# Dataset entries
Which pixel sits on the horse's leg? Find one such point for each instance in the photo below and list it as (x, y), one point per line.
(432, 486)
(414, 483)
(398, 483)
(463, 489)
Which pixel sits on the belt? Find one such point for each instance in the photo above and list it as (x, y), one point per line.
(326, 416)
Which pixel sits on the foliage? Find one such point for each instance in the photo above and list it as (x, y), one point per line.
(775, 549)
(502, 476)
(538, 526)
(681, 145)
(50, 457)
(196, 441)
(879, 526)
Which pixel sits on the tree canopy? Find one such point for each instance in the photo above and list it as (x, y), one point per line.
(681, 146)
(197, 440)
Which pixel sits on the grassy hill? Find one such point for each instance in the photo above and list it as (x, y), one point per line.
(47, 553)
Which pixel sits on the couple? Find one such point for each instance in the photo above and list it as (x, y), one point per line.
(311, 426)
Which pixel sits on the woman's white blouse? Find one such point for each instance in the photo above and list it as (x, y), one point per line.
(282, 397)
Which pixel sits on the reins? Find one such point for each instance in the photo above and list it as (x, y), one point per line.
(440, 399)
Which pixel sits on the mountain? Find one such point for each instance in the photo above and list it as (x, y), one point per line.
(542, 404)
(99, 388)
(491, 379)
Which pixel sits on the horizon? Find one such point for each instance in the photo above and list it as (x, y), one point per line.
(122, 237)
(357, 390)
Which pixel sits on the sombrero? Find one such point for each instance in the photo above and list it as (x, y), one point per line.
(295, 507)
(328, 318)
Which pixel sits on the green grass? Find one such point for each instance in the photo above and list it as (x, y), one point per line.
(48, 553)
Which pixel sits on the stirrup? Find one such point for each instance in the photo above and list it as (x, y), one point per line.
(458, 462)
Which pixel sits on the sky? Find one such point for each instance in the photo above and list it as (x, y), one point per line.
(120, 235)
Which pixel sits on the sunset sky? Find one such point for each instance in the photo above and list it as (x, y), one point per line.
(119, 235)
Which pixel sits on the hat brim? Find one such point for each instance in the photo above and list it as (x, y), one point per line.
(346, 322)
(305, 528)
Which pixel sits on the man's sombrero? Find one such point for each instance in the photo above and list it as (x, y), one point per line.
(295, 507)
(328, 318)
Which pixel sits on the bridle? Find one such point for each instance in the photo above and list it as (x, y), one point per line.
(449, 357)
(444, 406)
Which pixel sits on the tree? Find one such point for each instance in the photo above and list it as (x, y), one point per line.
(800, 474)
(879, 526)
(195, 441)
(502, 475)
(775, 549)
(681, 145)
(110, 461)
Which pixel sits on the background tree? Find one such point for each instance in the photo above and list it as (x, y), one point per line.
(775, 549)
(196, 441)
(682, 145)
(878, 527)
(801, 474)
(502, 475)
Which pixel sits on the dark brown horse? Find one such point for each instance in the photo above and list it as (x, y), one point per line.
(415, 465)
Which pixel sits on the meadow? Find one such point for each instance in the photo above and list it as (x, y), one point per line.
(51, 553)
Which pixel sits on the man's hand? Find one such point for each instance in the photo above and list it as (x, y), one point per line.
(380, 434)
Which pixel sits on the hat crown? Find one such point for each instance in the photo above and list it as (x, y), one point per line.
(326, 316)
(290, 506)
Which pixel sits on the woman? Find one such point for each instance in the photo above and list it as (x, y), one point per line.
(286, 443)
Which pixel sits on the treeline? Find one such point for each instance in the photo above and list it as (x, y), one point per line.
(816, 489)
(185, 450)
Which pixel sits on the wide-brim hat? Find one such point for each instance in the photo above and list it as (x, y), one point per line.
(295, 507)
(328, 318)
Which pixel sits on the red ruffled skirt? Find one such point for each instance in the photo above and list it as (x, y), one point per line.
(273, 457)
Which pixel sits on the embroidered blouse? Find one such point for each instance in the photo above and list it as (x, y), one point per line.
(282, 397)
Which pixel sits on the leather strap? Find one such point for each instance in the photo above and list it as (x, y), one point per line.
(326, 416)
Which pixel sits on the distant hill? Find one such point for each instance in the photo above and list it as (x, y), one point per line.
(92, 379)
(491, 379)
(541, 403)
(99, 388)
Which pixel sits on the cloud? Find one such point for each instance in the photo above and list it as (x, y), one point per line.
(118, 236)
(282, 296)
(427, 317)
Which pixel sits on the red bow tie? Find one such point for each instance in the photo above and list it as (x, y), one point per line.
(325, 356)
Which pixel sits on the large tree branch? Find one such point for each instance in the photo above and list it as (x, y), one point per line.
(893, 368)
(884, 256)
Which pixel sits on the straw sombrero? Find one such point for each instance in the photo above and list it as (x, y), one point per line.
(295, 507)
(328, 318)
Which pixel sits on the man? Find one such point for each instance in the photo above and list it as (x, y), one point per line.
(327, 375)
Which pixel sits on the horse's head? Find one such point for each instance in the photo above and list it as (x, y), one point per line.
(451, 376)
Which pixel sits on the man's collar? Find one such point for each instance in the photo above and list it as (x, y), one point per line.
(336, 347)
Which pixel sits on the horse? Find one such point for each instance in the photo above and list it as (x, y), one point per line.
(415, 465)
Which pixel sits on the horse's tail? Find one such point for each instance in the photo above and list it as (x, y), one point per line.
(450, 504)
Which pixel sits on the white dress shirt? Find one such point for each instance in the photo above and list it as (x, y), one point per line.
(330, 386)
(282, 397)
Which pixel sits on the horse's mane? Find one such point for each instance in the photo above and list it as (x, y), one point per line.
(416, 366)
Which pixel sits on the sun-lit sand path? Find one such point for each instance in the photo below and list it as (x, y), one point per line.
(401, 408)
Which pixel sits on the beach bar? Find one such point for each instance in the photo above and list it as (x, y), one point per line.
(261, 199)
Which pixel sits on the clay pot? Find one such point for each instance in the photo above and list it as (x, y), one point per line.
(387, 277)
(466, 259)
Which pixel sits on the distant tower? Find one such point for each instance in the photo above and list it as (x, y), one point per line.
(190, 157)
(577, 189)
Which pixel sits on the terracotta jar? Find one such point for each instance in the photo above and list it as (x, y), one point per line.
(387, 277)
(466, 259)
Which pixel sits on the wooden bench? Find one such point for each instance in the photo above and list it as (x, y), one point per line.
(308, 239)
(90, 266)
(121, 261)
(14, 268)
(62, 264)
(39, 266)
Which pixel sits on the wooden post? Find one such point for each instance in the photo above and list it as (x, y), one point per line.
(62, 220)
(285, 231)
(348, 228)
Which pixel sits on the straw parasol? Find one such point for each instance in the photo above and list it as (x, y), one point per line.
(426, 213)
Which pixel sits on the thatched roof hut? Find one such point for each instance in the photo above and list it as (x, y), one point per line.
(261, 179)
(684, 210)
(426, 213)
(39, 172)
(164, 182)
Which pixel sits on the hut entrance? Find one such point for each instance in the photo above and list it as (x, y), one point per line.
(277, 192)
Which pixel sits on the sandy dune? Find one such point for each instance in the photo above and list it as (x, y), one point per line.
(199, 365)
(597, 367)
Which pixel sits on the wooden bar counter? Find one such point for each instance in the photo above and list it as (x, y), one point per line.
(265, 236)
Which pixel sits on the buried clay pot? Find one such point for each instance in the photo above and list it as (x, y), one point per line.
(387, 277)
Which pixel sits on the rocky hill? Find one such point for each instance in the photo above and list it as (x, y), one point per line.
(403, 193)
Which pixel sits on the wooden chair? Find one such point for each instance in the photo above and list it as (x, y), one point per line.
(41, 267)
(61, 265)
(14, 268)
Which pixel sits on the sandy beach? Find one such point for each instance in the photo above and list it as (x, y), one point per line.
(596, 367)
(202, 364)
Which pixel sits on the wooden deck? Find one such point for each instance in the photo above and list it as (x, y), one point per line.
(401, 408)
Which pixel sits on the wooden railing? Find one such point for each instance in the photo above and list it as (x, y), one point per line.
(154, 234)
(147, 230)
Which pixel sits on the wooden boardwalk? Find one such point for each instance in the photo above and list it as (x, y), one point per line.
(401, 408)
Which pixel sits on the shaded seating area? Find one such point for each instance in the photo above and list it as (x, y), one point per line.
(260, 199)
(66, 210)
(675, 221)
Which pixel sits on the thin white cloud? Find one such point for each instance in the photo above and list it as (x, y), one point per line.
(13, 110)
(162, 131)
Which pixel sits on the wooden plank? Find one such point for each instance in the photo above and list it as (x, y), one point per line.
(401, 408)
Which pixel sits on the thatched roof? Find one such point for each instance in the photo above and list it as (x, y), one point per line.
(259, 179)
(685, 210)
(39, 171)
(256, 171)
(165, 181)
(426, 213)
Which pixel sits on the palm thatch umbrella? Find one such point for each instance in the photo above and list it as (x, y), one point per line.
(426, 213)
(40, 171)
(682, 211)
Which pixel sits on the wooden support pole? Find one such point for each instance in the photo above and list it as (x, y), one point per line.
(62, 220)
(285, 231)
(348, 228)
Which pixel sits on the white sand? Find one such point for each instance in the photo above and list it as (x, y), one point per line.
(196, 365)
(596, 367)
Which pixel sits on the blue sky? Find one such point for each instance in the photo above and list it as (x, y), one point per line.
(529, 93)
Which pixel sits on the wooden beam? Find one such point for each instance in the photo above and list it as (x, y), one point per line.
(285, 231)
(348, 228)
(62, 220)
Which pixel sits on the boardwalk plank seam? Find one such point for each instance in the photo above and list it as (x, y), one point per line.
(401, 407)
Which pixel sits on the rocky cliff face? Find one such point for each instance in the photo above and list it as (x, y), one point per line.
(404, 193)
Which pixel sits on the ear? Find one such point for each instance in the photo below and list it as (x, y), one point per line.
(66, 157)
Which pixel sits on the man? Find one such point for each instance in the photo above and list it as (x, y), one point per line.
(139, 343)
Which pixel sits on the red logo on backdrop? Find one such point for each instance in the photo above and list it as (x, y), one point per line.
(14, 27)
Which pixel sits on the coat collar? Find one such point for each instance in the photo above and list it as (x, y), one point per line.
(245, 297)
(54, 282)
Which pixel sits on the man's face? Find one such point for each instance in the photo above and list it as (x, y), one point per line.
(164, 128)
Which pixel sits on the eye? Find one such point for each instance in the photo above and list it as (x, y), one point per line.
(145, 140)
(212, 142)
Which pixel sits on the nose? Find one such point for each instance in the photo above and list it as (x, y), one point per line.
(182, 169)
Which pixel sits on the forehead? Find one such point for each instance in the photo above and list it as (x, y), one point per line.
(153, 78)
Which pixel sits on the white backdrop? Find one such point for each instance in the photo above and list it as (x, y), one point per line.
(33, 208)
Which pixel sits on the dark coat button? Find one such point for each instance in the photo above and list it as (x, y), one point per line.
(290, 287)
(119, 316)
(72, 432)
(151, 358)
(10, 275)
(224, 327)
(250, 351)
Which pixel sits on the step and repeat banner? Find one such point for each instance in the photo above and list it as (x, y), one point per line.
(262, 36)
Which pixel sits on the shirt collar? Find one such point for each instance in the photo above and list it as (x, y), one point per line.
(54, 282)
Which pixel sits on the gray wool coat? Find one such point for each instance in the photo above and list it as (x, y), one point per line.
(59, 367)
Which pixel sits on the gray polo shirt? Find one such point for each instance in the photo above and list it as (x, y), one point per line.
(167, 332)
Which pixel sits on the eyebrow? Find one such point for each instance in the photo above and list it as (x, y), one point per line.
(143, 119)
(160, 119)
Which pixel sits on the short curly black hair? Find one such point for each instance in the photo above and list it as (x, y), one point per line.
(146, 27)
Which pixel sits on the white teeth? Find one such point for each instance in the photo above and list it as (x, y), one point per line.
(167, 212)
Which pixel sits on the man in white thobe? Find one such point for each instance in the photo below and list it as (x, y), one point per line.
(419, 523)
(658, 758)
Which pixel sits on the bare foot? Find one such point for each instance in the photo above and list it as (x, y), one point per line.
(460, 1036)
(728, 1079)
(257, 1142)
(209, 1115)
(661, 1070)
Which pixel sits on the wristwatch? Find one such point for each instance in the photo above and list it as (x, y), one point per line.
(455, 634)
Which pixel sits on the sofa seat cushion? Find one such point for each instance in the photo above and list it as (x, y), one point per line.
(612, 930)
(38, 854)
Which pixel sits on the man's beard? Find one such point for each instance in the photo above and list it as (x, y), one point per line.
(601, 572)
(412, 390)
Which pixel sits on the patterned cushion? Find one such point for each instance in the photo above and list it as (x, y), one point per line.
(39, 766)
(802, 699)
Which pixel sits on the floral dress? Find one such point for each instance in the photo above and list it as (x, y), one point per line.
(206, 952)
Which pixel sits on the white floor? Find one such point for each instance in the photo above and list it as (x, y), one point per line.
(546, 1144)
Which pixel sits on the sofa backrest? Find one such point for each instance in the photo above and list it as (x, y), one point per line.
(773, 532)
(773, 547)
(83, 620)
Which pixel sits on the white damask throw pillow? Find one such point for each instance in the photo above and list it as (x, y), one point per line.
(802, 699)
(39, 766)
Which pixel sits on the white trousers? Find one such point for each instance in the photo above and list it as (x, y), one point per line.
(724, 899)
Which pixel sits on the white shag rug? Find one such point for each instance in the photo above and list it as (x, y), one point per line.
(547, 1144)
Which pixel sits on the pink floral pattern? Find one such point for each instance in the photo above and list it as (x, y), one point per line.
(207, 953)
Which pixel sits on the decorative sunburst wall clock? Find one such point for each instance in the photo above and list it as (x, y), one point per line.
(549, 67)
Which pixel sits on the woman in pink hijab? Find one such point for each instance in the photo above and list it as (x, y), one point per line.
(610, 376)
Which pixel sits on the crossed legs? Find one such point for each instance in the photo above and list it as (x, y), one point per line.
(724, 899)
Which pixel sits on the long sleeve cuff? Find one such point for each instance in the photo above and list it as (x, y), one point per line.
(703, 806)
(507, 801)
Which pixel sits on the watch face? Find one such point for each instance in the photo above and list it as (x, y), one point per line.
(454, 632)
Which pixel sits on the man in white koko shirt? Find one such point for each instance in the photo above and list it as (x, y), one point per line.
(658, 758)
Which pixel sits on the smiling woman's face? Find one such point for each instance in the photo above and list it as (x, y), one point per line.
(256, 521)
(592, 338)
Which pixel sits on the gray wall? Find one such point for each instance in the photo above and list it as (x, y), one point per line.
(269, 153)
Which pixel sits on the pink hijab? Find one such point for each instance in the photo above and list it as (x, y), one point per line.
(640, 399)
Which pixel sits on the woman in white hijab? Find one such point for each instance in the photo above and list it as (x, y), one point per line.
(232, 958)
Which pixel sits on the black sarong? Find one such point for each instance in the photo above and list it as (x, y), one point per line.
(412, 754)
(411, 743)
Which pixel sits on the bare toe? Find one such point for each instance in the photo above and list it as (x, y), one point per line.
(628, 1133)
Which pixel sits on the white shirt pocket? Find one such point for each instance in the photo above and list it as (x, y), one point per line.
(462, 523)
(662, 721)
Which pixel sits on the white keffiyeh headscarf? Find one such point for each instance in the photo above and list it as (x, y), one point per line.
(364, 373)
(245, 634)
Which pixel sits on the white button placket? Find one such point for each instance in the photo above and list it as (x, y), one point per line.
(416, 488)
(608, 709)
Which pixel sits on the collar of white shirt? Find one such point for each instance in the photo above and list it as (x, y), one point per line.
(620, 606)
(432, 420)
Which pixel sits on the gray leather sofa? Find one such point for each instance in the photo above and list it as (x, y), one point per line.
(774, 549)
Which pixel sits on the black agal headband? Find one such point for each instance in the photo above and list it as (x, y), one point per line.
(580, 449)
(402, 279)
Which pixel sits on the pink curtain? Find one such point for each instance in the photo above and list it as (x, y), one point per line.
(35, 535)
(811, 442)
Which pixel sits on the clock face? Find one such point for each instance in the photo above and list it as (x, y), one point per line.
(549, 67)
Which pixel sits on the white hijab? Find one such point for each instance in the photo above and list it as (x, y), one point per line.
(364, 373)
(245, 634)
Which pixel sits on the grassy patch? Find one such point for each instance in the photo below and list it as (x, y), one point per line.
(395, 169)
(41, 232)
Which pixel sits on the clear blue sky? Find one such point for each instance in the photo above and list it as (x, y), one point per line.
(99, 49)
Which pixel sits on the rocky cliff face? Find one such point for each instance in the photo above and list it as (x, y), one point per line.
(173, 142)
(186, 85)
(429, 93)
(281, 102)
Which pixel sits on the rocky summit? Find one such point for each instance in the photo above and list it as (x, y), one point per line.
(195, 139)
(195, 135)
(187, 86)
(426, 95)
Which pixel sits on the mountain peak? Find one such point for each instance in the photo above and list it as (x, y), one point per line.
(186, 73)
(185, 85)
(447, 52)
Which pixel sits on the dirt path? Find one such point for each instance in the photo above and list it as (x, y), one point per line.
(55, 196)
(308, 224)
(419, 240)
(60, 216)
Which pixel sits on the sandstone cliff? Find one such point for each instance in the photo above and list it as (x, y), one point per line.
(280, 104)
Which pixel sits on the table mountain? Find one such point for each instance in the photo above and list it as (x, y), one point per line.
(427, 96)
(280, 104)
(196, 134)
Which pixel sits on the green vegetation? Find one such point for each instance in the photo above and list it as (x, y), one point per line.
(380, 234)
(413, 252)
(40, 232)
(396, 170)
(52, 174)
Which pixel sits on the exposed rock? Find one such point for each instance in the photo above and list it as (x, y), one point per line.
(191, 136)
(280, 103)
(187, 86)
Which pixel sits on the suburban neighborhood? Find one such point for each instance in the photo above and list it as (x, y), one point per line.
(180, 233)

# Work item
With the line that contains "Which pixel sits on the clear" as the start, output every line through the end of the entries exactly. Add no other lines.

# Response below
Which pixel sits on the clear blue sky? Find one such point for each instance in the photo above and list it as (x, y), one point per line.
(99, 49)
Which pixel sits on the rocky cliff face? Find one such point for each instance in the photo above and list it as (x, y), one point per line.
(173, 142)
(186, 85)
(429, 93)
(281, 102)
Which pixel sits on the rocky summit? Find one such point for each instance in the photo above and list it as (x, y), one point per line.
(195, 139)
(195, 135)
(187, 86)
(426, 95)
Which pixel sits on the mountain peak? Find one such point for each instance in the photo above and list it as (x, y), one point per line.
(186, 73)
(185, 85)
(447, 52)
Which pixel sits on the dirt path? Find one such point for each instance in the photo above and list it as (x, y), one point per line.
(55, 196)
(308, 224)
(419, 240)
(60, 216)
Which pixel sits on the sandstone cliff? Find one such point for each instance in the photo above and list it as (x, y), one point per line.
(280, 104)
Which pixel sits on the table mountain? Find one such point for each instance in the photo above and list it as (x, y), one point per line.
(427, 96)
(280, 104)
(196, 134)
Which pixel sits on the green vegetation? Find one such point for each instance in the photo above and list it as (x, y), one point per line.
(380, 234)
(413, 252)
(40, 232)
(396, 170)
(52, 174)
Which pixel sits on the exposed rock? Find one such point for each instance in the photo above and list it as (x, y), one point per line.
(191, 136)
(280, 103)
(187, 86)
Which pixel sits on the suburban neighborhood? Find one such point for each instance in the photo above and list it as (x, y), one point per line.
(180, 233)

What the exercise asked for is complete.